WORK ITEM: In full and exactly, reproduce the entries below, but omit the pictures.

RECORDS:
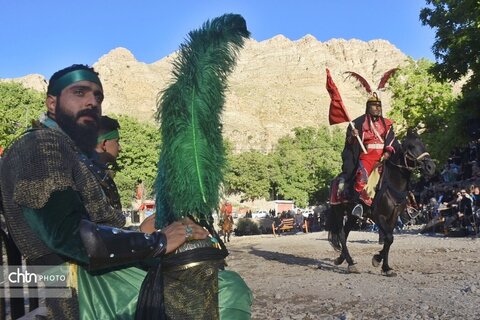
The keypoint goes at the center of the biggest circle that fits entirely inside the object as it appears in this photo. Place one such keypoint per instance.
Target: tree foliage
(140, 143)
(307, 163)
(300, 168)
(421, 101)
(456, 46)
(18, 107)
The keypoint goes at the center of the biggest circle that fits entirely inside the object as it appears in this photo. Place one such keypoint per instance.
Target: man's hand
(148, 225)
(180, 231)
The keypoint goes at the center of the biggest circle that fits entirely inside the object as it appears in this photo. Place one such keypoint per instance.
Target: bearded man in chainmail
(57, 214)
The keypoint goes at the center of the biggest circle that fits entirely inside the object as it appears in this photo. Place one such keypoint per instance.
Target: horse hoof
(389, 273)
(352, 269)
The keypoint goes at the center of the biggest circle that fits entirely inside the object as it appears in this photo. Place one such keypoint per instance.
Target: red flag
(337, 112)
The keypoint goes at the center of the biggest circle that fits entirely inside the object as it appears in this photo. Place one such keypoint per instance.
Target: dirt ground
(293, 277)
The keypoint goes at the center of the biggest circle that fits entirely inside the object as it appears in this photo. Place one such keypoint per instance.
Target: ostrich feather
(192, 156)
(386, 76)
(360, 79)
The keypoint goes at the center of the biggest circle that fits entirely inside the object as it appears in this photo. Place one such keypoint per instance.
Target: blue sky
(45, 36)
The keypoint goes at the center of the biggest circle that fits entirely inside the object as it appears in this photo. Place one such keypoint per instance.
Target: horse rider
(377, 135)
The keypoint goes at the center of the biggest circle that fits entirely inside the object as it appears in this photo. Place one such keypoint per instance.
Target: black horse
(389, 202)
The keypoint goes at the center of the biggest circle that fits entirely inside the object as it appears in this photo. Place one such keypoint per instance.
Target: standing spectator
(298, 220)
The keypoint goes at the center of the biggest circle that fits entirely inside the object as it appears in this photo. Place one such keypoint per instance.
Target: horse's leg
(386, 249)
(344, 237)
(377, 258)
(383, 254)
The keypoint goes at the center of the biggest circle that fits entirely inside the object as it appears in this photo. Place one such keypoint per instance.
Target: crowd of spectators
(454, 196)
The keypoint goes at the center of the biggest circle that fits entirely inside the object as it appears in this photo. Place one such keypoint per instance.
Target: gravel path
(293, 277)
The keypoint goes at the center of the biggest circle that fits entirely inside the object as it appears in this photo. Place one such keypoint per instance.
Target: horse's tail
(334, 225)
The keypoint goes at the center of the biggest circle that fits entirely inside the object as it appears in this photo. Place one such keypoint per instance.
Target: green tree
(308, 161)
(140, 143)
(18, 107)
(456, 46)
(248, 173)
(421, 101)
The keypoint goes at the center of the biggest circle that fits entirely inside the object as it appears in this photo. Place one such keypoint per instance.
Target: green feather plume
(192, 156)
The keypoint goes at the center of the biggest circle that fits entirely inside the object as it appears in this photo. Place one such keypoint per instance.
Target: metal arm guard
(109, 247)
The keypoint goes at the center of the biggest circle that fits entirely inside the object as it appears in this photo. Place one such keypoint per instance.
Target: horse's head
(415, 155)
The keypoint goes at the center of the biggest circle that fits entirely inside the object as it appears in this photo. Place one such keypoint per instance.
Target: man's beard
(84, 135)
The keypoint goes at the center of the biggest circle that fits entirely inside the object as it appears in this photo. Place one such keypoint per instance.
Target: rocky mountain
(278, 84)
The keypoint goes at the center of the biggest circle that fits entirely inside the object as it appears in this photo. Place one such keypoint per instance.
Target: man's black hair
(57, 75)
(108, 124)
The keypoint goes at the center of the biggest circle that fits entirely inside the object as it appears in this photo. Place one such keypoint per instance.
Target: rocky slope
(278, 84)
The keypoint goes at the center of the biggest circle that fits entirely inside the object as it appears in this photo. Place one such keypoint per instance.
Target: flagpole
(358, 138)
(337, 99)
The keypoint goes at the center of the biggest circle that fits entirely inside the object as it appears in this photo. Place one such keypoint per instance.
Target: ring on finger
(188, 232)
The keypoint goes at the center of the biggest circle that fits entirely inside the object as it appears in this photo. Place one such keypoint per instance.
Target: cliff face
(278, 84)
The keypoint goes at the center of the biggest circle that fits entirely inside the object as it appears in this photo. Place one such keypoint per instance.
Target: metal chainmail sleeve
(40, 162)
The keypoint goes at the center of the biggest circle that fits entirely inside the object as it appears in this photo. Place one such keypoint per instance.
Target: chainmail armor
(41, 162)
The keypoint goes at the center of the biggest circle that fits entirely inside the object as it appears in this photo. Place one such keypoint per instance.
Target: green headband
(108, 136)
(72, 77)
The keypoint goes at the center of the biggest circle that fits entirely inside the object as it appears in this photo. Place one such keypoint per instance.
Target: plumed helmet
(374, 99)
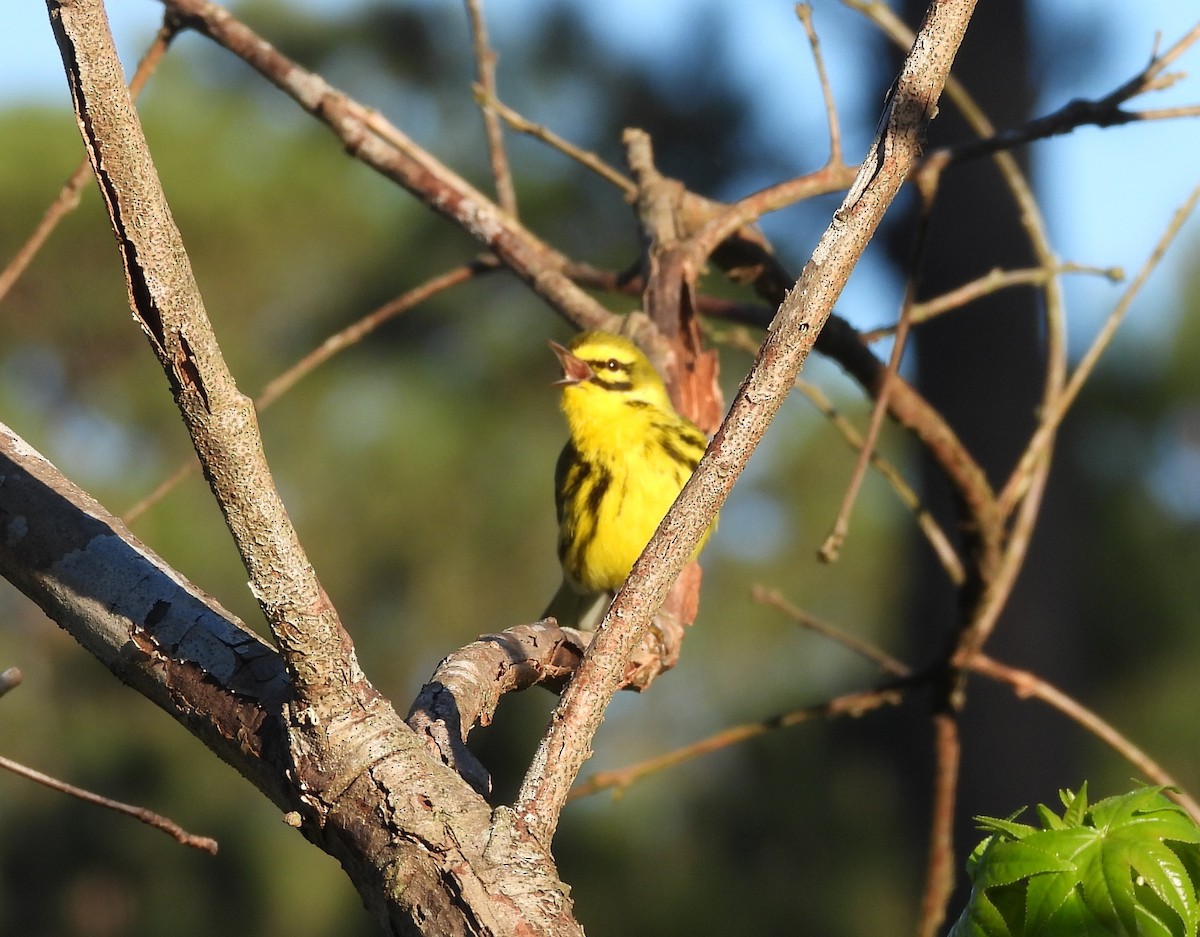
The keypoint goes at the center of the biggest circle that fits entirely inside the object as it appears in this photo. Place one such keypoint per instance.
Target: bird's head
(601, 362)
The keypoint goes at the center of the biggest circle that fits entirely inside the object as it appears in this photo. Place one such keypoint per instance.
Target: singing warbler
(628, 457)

RESPONSE TO THIS TASK:
The keypoint goes at the center of the biggest circle that fits entirely inside the object as it appears in this photo. Place one such keypoint per instance.
Target: tree foliage
(140, 143)
(307, 163)
(300, 168)
(421, 101)
(456, 46)
(18, 107)
The keypoint goes at the center of the biggest circle that fits entirely inside the object as it appears in this photo. Place one such keypoint per instance.
Target: man's hand
(148, 225)
(180, 231)
The keypoint goes at the center of the biggest circle that fits entirely inside the object as it appears in this photo. Place one such keypoint per instance.
Target: bearded man in chainmail
(57, 214)
The keypoint goes at the center of the biggest circle that fits entirely inside the object as it appears in this photo. Place one such keypoint per instance.
Target: horse hoof
(389, 273)
(352, 269)
The keypoint goes at the center of the biggest circle that fits entirely inside the object as it appears in this photo. Place one such keypoint per instance.
Target: red flag
(337, 112)
The keypoint goes at the center of the biggest circle that fits entirely inside the object as it appears in this photo. Place one such keypoint per instance.
Target: dirt ground
(293, 277)
The keypoint goes at the center of the biggest circle that fits entirely inside the object as it appears in this photo. Place one such keypoint per instance.
Target: ostrich feather
(192, 156)
(386, 76)
(360, 79)
The keypoint goes at the center of the biggest circle that fits entirely inside the object as it appears in this photo. Place one such keypoint per instance.
Target: blue sky
(45, 36)
The keypoint goes at the center of the biggest circle that fits entirely inside the object as it appears in this photo. Place one such keypoint per instance.
Target: horse rider
(377, 135)
The keypoint goes at the center of the biggest circle that fits entirely inside the object as it appears in this photo. Place one such keypoint per instance.
Target: black horse
(389, 202)
The keypoint goes at the center of the biggest circle that fits entirely inside the object as it appears in this photo. Place one such keypoint per instance.
Target: standing spectator
(298, 220)
The keypoint goes at the center of the biggest circle that fits entirely inside the object as it appears in this photo. Place one such keypoint per instance.
Target: horse's leg
(386, 249)
(344, 237)
(377, 258)
(383, 254)
The keypoint goes at the center of the biggest circle that fits entirely inside the object as it appears in this photo. Place one such keypoint per instance.
Target: crowd of spectators
(454, 196)
The keypoint goes at the center of the biggest circle that fits entirely inside the object as it appears in this photo. Place one such keypoint per instance.
Target: gravel path
(293, 277)
The keypoint goes at the center of the biggest circle that fits entirely inside the object as it appears in this photo. Place one such keypoint per instance.
Target: horse's tail
(334, 225)
The keypoint goes at the center of the biggest circle that fits entirely inside the object as it appears in this photo. Place one such keypoint per instance.
Target: green tree
(308, 161)
(140, 143)
(18, 107)
(456, 46)
(248, 173)
(421, 101)
The keypoint goes at the center of the biggest circle that fits entirely inside the object as it appears in this photo. Place one such keypoint per instance.
Target: green feather plume
(192, 156)
The keypoint goes at the center of the biggest circle that fits entirely inside the object as it appears in this photo. Place one such keypoint per instance.
Target: metal arm guard
(109, 247)
The keypoint goes at the center of the biggest circle that fits entirely inside the object as it appears in this photo. Place one such keypoint per instance.
Target: horse's head
(415, 155)
The keypoint goes at the center of the biggest circle that fits entirely inside the object as it appears in this photo. Place one such keypoint per instance.
Target: man's beard
(84, 135)
The keypoint goes at the center of the biggest circle that fits entirely inside the object as it appears in this photo. Place one such keypoint per instance.
Target: rocky mountain
(278, 84)
The keypoint goes at the center of the biggest circle that fits entirely inside the object as it appears in this photo. Place one such keypoint per instance.
Target: man's black hair
(57, 75)
(108, 124)
The keypoint goes at the center of the biggest circle that fits entirely inside the object as it appears in this photo. Place one such keypoint per instance.
Target: rocky slope
(278, 84)
The keypoint goes at the center of the biggest circle that fits entirely inside the object as it appears in this photo. Place one such keypoint per instance.
Target: flagpole
(358, 138)
(337, 99)
The keypoint goes at the center of the biggest circle that fits entirely inside the object as it appears in this photo. Place one such keypoint per instance.
Target: ring on finger
(188, 232)
The keypoint goes at the center of the biggest circle that fits entirely inside the object as it appears in this photo. Place one such keypoint per instance.
Target: cliff face
(278, 84)
The keypoint goes at the center of the biggest circle that fits entirely inside the object as it appears in this photo. Place one such keypoint per instance.
Target: metal chainmail sleeve
(40, 162)
The keypoint goes at the center of the biggest circle that fits entirely inside the object as it appears in this photo. Place one such keypoint per instance.
Target: chainmail armor
(41, 162)
The keypoint goes at the center of the biggest circle that fits entirely inside the object as it appears in this photo. Place one such keypoint per instance.
Target: green headband
(108, 136)
(72, 77)
The keypoint goes at the center of the biggest circle that fits entirely inside the object as it appears in this photo. Place one such keypoint per instance.
Target: plumed helmet
(374, 99)
The keypoint goes at the center of the biggest circle that fits entirely inside the object as it appears in this photo. Place one such keypoint per instance.
Target: bird's head
(601, 362)
The keypoint goes at the center of the biggest circle that fits entirely inside the object as it appears in this photo. Place one such keypoint per instance.
Target: singing warbler
(628, 457)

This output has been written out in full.